__网页__:

+ + + + +

教程视频和代码生成效果请看视频:www.bilibili.com/video/BV1Ab...
如果需要原Jupyter notebook文件和用作示例的图片、文档,可以联系我。
在Python中处理Word文档是一项常见且实用的任务。本文将介绍如何使用几个主流的Python库来创建、修改和处理Word文档,涵盖从基础操作到高级功能的完整流程。
所需库及安装
在开始之前,需要安装以下Python库:
- python-docx:用于创建和修改Word文档
- docxtpl:用于基于模板填充Word文档
- docxcompose:用于合并多个Word文档
- lxml:XML处理库
可以通过pip安装:
plain
pip install python-docx docxtpl docxcompose lxml
或者使用uv:
plain
uv add python-docx docxtpl docxcompose lxml
1. 基础操作
1.1 创建和保存文档
使用python-docx创建文档非常简单:
python
from docx import Document
doc = Document()
doc.add_paragraph("Python-docx是一个用于创建")
doc.save("文件1.docx")
1.2 设置中文字体
默认字体对中文支持不佳,需要单独设置中文字体:
python
from docx.oxml.ns import qn
def set_chinese_font(run, zh_font_name="宋体", en_font_name="Times New Roman"):
run.font.name = en_font_name
run._element.rPr.rFonts.set(qn("w:eastAsia"), zh_font_name)
doc = Document()

+ + + + +

__一组数据__:

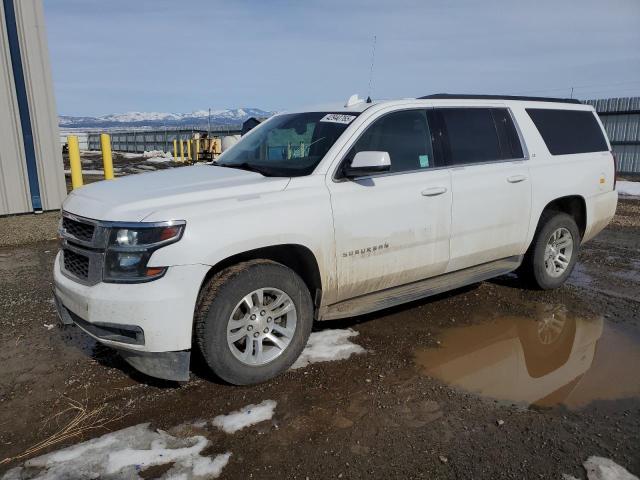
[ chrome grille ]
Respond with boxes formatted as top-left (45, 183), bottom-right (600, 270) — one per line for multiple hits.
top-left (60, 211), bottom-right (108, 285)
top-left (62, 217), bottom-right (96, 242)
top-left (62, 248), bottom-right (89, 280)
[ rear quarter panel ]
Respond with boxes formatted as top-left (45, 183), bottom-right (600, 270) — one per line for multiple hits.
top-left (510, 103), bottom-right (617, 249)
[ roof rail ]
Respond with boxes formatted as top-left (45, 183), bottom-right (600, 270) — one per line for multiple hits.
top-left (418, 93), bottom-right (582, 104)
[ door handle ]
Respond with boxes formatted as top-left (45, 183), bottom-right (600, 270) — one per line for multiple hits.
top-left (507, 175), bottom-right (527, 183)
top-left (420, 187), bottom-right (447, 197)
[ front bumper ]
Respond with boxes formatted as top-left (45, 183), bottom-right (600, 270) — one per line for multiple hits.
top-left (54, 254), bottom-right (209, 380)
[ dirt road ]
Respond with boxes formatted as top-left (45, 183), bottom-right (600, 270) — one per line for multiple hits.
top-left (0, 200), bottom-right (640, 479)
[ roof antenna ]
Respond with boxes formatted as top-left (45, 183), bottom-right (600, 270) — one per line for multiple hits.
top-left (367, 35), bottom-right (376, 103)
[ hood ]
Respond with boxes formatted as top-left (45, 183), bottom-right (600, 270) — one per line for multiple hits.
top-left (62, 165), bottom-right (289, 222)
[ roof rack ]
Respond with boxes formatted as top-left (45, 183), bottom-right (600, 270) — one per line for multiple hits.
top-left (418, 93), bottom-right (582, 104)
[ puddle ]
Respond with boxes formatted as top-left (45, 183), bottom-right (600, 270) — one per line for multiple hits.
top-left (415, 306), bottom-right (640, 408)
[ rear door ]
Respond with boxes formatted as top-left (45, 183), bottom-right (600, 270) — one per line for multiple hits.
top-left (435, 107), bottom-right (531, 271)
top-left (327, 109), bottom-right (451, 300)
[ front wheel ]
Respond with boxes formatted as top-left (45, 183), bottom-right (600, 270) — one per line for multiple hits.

+ + + + +

__题目要求__:
上面的网页列出了开始前需要安装的哪些Python库？每个库的用途分别是什么？

__解答__:
- python-docx：用于创建和修改Word文档
- docxtpl：用于基于模板填充Word文档
- docxcompose：用于合并多个Word文档
- lxml：XML处理库